• Exercise: Reproduce the passage of the crude-by-rail opinion piece between "Today, around this" and "petroleum fueled world.", inclusive, swapping "spirits" for "hopes" wherever it appears.

• Extract:
● ● ● ● ● ● ●

Today, around this beautiful county, people should feel guardedly encouraged. My friends, we have received some buoying news. It lifts my spirits to hear, and read that the “Crude by Rail” plan for The Port of Grays Harbor is on hold. Hopefully, this raises the spirits of all Harborites, including our children and grandchildren — even those not yet born into this “fracked & extracted” petroleum fueled world.

According to the Shoreline Hearings Board, the city of Hoquiam has made a grave error in its Mitigated Determination of Non-Significance (MDNS) for Westway and Imperium, two of the three companies wanting to bring “crude by rail” to our port each year into perpetuity. In layman terms, this means Hoquiam failed to fully consider the significant impact of these volumes of “crude by rail” on us, on our communities and on our harbor.

For now, Grays Harbor will temporarily escape an immediate thrust into the clutches of big petroleum. Permits have been remanded back to The City of Hoquiam, back to The Department of Ecology, back to the drawing board! Yippee, but it should be back in the laps of the Port Commissioners who should regret putting all this in motion—and apologize to the people of this county. Gee, maybe this wasn’t such a good idea.

Expert testimony has brought to light both the lack of thoroughness and the mistakes in the MDNS ruling by the City of Hoquiam, who must now take time for a more proper & thorough scrutiny on the “real impacts” — impacts of increased rail traffic on an aging infrastructure. Also, in order, is a more thorough look at increased vessel traffic, including oil tankers, oil barges and tugs, moving along with the current vessel traffic in Grays Harbor. Finally the inescapable dangers of weather & seismic events, millions of gallons of crude oil, stored in a tsunami zone — all must be addressed!

Isn’t it ironic, at the time of Hoquiam’s MDNS on Westway, many, if not most, of these same concerns were raised by 44 citizenss who took the time to do the research and write letters to the City of Hoquiam, Brian Shay and The Department of Ecology — and some to the Port. All remained silent to those letters. At that time, last May, I found it offensive that there were no responses to any citizens’ concerns from those entities. The letters were received — perhaps they weren’t read? Where is the concern for the safety and lives and jobs of we, the people of Grays Harbor County? Where is our voice? It should be coming from the mouths of our Port Commissioners. Isn’t it our Port? Don’t we pay a lot of taxes to the Port? Don’t we elect the three Port Commissioners who usually run unopposed? Not this November.

While some have been accused of making the current race for Port Commissioner, Dist. No. 3 — a one issue campaign — it isn’t. “Crude by Rail” is certainly not the only issue; it is simply the most critical. It is indefensible and the most dangerous issue faced by our citizens. We are at a crossroads. Communities, businesses and citizens in our county cannot be convinced by the current Dist. 3 Port Commissioner, Chuck Caldwell, of any benefits presented by 110 additional crude oil trains per month through our towns, across our waters, past our homes, diminishing our property values and our lives. It is claimed that our Port is doing well, where is the trickle down? The honesty? The tranparency? We, the people of Grays Harbor, are not expendable. Port commissioners can be replaced if they do not value expert testimony, the lives, opinions, health and safety of the people, and pioneers in all of the communities across Grays Harbor, east to west, north to south. Election day is Nov. 5. Ballots are coming to your mail boxes Oct. 18.

I ask you all to “Balance the Port.” I rest my case.

● ● ● ● ● ● ●

• Recorded data:

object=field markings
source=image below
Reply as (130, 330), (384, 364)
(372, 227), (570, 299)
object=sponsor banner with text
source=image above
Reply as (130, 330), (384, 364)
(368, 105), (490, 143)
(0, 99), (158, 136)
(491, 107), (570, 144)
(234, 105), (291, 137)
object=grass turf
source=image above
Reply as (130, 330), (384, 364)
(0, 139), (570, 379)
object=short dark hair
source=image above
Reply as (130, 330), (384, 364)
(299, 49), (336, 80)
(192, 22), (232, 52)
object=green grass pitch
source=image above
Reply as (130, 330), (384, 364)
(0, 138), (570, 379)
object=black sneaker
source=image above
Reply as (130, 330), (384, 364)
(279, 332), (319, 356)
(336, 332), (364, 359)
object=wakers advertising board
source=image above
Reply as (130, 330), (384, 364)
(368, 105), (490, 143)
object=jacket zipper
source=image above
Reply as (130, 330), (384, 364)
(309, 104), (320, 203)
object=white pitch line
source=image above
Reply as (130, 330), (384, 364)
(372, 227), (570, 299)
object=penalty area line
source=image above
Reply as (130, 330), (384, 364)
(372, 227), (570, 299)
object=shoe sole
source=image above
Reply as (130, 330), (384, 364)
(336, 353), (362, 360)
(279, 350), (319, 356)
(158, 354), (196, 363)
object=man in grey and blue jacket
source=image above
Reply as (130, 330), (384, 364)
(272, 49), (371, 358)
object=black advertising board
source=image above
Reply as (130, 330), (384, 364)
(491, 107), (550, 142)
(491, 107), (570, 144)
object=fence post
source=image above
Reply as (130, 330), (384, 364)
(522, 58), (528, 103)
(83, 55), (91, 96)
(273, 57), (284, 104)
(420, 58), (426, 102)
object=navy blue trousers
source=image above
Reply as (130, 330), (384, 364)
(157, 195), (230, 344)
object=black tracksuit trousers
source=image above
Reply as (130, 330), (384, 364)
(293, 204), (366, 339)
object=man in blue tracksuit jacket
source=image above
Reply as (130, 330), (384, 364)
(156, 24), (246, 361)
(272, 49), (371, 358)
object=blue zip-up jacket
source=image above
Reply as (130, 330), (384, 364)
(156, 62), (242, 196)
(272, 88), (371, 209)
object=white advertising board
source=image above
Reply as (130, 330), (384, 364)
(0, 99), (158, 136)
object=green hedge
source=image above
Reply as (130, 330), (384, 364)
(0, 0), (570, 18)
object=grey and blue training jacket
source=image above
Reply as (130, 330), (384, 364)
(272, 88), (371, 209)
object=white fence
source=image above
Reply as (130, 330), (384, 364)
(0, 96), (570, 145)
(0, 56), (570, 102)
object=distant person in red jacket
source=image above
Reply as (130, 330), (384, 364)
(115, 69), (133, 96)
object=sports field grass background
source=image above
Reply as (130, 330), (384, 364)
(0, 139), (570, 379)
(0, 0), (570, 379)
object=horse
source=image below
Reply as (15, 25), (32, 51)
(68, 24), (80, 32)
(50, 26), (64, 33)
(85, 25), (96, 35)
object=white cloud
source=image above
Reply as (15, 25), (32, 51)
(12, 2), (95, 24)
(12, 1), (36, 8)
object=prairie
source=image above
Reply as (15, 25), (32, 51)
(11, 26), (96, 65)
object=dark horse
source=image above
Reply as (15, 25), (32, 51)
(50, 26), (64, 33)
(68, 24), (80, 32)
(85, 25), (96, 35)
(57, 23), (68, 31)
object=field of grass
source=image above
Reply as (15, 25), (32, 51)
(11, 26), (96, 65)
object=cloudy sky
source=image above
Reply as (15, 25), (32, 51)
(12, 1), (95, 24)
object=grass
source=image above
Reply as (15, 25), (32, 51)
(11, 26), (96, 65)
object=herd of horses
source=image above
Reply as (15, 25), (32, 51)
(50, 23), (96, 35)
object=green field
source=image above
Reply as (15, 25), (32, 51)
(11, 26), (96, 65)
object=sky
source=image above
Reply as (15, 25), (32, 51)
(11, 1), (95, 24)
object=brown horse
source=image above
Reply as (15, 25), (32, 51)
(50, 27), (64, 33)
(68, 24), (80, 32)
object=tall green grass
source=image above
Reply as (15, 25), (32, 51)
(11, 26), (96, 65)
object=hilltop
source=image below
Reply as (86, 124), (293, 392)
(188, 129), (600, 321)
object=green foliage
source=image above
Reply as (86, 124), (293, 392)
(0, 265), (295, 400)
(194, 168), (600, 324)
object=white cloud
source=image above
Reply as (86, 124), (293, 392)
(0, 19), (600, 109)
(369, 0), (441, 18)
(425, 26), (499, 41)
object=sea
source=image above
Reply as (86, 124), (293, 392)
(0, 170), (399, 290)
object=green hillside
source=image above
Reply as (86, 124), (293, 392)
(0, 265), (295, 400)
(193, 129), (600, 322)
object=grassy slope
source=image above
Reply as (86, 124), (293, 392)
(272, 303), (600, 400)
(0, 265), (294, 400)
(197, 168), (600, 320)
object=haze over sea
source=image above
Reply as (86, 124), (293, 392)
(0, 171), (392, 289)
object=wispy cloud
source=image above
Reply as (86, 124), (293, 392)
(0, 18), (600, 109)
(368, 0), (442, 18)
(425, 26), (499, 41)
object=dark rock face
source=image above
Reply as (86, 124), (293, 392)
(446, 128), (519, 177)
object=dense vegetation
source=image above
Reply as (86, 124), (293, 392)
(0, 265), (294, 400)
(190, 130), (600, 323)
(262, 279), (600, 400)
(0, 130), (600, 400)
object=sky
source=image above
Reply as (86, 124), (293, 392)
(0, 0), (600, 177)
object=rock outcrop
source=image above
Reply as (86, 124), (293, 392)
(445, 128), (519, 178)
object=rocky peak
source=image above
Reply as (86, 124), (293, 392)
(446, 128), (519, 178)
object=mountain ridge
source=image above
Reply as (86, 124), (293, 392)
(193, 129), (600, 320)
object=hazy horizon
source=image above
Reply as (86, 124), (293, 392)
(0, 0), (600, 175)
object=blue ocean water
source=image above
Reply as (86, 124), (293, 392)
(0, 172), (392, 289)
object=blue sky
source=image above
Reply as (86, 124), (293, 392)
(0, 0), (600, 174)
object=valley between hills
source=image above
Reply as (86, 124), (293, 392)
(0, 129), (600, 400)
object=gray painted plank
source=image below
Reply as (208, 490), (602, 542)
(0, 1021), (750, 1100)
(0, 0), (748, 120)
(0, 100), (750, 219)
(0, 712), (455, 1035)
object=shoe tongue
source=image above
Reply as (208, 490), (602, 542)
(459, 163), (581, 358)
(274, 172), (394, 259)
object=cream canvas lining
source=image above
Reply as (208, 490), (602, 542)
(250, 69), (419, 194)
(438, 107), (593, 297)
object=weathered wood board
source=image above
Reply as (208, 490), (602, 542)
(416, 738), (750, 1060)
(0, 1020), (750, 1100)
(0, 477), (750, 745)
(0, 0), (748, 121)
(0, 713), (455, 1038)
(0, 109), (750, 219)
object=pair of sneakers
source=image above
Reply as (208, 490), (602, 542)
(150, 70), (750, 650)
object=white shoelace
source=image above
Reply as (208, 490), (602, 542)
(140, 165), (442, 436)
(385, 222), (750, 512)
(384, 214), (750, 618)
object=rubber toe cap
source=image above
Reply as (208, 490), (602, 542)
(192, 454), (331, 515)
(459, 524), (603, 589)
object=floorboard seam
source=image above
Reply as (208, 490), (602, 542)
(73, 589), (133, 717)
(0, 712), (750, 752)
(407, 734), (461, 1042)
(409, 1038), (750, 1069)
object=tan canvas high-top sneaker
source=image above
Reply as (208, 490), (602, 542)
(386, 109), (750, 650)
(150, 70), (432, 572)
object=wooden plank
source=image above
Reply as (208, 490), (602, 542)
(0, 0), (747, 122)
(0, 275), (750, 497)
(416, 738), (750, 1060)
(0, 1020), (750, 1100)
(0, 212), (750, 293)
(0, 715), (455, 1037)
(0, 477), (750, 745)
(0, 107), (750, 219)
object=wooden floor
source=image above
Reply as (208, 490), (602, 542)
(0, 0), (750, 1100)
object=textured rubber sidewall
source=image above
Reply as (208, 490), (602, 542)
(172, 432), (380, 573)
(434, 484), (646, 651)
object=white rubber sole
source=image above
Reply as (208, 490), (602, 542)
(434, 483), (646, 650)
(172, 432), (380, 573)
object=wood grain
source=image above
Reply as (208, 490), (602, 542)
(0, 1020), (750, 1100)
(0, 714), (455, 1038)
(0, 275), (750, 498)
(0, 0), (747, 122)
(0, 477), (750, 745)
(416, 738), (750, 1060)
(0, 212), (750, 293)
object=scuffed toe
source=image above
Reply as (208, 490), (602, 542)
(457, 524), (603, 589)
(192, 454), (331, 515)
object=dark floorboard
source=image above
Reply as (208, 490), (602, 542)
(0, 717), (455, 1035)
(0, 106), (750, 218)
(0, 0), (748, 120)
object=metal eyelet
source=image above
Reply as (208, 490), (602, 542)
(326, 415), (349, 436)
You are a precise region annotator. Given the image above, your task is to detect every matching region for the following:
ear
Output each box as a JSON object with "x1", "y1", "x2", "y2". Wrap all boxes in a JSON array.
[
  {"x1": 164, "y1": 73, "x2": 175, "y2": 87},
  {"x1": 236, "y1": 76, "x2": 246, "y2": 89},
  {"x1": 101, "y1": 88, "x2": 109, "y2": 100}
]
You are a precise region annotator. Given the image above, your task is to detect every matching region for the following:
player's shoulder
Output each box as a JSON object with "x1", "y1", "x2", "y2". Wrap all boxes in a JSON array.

● ● ● ● ● ● ●

• Solution to this exercise:
Today, around this beautiful county, people should feel guardedly encouraged. My friends, we have received some buoying news. It lifts my hopes to hear, and read that the “Crude by Rail” plan for The Port of Grays Harbor is on hold. Hopefully, this raises the hopes of all Harborites, including our children and grandchildren — even those not yet born into this “fracked & extracted” petroleum fueled world.